## PROBLEM DETAILS
In every row below, change "boy's hand" to "child's hand" and leave everything else as it is.

+++ RECORD EXCERPTS +++

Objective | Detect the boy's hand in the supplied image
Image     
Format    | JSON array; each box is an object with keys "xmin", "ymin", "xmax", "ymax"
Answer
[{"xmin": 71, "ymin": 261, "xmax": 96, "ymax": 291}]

+++

## RESULT FOR THIS TASK
Objective | Detect the child's hand in the supplied image
Image     
Format    | JSON array; each box is an object with keys "xmin", "ymin", "xmax", "ymax"
Answer
[{"xmin": 71, "ymin": 261, "xmax": 96, "ymax": 291}]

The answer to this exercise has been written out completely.